**Extracted records:**
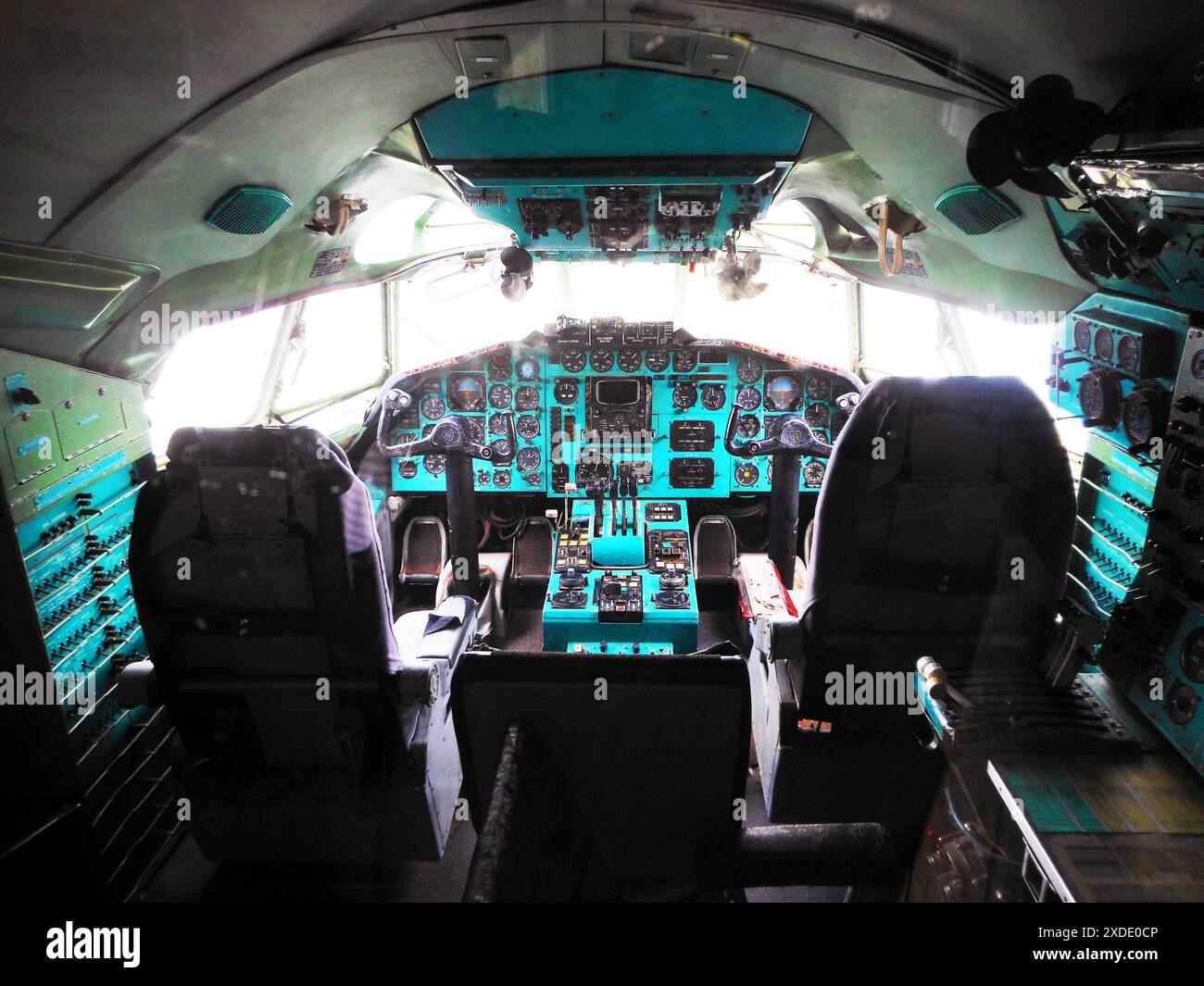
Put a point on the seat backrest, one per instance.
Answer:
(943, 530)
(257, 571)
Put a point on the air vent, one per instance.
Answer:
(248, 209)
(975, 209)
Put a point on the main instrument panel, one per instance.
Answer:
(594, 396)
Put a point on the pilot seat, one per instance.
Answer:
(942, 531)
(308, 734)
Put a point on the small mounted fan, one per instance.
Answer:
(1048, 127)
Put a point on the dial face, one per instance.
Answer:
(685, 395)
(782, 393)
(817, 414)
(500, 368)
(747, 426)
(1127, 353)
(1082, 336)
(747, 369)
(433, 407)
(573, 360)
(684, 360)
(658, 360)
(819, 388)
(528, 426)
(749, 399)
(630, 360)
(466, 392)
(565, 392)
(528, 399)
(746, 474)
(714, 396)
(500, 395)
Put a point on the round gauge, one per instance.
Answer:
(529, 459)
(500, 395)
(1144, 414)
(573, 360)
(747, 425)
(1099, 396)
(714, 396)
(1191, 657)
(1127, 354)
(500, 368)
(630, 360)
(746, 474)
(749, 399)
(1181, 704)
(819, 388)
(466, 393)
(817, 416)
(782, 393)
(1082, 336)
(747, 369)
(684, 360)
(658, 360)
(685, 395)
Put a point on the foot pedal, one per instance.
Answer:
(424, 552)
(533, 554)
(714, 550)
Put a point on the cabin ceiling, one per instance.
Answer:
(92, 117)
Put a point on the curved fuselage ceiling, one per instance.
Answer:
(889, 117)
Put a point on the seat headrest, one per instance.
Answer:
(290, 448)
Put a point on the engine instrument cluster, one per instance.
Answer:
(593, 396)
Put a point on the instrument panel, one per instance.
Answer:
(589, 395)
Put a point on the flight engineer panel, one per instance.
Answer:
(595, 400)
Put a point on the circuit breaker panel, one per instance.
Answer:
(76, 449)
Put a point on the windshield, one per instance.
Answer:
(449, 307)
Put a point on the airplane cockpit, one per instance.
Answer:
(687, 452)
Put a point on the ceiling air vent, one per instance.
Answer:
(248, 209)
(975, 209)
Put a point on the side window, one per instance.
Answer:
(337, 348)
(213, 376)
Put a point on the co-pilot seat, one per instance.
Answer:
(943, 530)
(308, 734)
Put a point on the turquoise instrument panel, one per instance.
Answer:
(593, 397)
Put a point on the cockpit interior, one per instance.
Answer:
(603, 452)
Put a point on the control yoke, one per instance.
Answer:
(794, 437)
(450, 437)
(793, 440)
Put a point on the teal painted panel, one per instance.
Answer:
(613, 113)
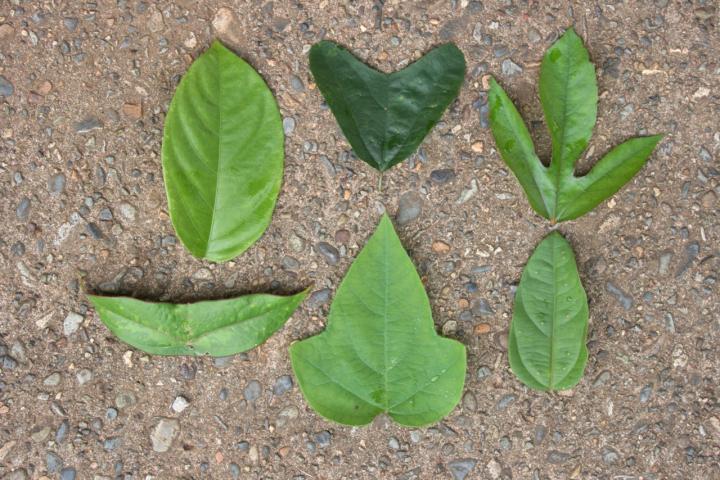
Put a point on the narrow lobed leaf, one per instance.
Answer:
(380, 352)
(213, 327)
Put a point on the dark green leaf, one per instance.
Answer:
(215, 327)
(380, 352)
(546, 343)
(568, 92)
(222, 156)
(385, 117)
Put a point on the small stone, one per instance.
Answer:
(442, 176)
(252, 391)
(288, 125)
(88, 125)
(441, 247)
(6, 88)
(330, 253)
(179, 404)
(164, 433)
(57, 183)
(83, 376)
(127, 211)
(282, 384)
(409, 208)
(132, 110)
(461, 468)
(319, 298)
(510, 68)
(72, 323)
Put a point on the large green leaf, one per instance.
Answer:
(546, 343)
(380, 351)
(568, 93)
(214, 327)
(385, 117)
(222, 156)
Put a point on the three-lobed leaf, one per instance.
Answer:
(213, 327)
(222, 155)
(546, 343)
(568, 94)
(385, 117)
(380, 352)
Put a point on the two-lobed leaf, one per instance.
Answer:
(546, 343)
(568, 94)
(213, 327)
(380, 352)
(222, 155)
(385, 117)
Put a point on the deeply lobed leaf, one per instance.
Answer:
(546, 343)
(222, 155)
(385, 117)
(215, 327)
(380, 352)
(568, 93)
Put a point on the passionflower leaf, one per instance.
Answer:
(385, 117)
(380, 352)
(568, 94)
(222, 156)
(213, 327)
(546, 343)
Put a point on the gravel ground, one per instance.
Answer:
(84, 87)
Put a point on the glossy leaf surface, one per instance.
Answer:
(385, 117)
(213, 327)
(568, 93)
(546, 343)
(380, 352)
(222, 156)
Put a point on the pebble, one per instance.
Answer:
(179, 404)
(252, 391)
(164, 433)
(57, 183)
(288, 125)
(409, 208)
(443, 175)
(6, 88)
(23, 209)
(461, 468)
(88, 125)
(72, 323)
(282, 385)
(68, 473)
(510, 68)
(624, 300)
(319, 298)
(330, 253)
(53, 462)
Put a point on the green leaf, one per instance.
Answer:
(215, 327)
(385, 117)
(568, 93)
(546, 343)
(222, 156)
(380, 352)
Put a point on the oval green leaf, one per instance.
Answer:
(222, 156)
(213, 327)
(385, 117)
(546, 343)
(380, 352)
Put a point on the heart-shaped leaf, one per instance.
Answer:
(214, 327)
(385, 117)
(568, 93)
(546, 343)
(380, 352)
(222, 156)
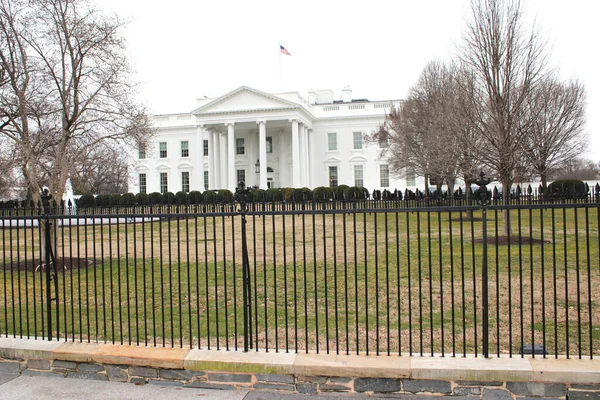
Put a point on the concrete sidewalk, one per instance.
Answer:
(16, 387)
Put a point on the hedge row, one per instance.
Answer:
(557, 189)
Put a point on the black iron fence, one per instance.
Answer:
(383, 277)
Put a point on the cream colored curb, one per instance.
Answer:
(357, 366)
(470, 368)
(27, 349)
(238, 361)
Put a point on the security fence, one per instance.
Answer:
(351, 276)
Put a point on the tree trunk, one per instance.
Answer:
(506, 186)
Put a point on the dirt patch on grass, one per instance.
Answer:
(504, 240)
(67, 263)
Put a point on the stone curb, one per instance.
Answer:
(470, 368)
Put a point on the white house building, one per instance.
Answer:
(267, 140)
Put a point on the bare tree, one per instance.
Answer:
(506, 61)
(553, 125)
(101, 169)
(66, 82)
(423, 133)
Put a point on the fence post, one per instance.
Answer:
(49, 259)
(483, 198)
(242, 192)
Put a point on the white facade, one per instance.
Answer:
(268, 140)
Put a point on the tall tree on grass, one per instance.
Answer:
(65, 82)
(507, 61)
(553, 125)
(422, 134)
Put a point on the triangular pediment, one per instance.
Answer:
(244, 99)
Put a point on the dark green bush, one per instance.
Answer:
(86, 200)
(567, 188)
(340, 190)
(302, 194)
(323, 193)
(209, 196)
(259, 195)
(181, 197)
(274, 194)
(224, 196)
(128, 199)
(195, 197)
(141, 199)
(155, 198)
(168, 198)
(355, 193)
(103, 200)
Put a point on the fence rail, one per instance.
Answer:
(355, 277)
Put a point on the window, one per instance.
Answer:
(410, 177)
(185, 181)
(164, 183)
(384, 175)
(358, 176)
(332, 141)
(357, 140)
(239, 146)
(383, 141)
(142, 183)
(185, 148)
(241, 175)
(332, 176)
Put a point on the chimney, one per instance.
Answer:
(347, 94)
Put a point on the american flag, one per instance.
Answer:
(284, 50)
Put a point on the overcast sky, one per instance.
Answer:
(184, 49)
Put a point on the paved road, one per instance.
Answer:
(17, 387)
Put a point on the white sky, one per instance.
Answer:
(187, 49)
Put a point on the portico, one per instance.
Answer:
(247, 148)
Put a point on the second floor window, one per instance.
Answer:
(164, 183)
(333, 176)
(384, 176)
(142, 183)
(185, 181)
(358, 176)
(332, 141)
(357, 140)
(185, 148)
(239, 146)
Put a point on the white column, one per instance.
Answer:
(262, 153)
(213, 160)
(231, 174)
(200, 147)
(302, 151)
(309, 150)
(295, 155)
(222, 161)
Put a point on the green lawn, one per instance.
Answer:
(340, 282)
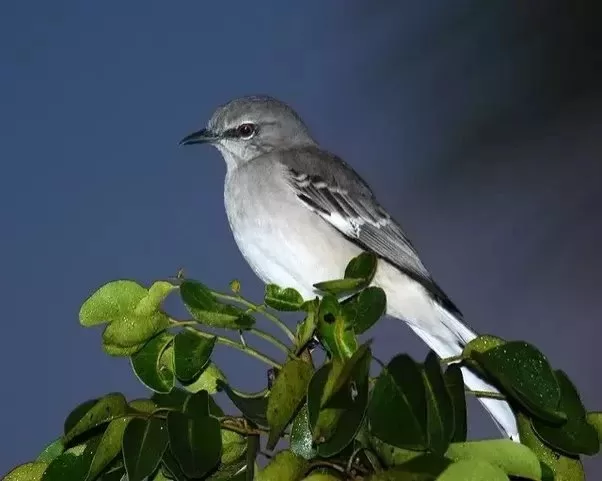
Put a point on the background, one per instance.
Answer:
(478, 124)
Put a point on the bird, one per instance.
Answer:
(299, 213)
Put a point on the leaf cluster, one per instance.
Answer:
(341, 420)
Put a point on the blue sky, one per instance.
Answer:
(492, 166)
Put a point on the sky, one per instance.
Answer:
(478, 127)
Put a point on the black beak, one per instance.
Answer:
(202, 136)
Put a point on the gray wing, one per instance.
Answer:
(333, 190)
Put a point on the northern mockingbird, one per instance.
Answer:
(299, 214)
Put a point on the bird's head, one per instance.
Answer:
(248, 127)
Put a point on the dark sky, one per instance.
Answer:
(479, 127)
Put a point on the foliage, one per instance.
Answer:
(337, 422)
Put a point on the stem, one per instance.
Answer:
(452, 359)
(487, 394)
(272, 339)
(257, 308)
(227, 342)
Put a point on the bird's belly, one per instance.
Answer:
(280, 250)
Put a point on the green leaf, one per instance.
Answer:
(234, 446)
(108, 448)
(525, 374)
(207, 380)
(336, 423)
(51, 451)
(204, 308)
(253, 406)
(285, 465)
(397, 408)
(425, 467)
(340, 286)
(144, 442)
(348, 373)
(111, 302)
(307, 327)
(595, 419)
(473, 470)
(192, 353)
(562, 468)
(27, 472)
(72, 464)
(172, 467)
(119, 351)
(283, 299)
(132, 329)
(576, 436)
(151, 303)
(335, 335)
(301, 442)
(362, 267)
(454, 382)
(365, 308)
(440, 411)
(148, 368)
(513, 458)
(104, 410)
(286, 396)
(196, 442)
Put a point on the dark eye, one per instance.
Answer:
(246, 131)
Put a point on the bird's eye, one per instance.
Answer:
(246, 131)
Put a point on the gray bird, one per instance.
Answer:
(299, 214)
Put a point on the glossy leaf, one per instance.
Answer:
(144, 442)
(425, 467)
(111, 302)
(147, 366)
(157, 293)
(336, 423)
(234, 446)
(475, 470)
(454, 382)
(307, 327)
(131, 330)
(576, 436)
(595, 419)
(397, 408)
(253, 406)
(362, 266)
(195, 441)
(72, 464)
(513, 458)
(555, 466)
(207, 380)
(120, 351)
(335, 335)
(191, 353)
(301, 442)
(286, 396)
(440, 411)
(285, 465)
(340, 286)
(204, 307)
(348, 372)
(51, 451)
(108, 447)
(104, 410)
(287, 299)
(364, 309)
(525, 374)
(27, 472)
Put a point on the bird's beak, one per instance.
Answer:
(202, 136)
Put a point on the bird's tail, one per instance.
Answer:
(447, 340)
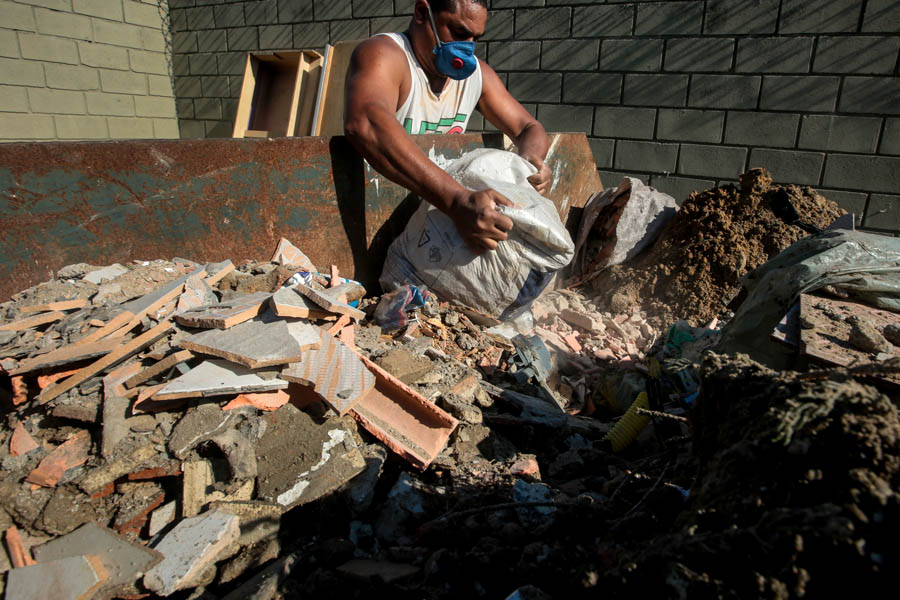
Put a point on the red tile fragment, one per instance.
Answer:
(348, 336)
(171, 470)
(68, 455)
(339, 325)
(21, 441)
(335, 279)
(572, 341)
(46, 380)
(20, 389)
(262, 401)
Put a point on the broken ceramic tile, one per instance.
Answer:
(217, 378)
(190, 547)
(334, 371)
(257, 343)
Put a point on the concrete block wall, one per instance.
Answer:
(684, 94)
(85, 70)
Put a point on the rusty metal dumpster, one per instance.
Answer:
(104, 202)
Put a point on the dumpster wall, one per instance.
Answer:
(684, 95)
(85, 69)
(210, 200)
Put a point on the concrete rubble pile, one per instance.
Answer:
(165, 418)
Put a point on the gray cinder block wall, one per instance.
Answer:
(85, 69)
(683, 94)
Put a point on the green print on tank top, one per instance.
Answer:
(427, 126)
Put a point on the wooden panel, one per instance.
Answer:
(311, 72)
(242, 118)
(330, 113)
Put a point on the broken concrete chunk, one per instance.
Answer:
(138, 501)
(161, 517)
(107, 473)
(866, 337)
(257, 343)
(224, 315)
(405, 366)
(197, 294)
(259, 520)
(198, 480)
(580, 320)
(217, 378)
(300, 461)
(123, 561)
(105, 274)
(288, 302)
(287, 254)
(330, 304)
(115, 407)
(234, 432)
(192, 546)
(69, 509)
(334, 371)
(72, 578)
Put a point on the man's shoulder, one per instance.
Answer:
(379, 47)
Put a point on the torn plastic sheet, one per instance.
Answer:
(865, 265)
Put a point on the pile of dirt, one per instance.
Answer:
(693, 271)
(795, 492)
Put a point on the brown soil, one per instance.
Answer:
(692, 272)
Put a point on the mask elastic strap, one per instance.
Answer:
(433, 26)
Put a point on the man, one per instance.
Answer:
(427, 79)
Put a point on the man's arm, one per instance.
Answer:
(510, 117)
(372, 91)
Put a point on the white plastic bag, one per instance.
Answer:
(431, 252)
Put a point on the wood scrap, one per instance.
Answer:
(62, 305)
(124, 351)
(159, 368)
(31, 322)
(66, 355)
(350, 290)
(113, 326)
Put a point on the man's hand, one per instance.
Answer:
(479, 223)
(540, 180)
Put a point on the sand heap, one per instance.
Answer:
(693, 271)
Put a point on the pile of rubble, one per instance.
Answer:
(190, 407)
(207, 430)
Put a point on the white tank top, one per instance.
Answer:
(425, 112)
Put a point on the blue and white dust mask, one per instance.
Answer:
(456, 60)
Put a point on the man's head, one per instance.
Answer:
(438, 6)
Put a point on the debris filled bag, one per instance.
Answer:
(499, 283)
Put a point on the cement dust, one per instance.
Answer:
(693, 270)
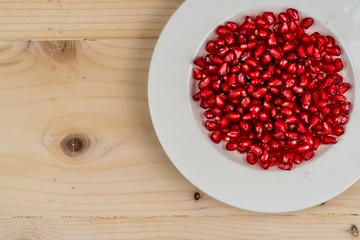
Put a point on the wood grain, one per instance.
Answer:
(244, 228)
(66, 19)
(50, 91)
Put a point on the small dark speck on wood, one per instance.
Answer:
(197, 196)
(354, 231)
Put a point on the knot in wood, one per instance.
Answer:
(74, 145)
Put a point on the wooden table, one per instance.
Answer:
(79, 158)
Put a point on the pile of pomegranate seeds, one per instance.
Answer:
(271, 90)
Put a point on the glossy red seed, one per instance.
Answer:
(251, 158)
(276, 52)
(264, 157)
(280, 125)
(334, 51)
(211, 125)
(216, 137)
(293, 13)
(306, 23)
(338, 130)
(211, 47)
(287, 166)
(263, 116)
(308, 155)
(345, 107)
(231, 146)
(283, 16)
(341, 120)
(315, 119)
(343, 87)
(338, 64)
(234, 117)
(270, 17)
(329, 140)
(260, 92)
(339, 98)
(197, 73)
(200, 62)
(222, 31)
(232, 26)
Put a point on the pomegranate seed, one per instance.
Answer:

**Work instructions:** Copy out, from the listing above, every line that contains the word "dust".

**Your response:**
Put a point on the blue and white dust mask, one per instance.
Put a point on the cement dust, one per instance.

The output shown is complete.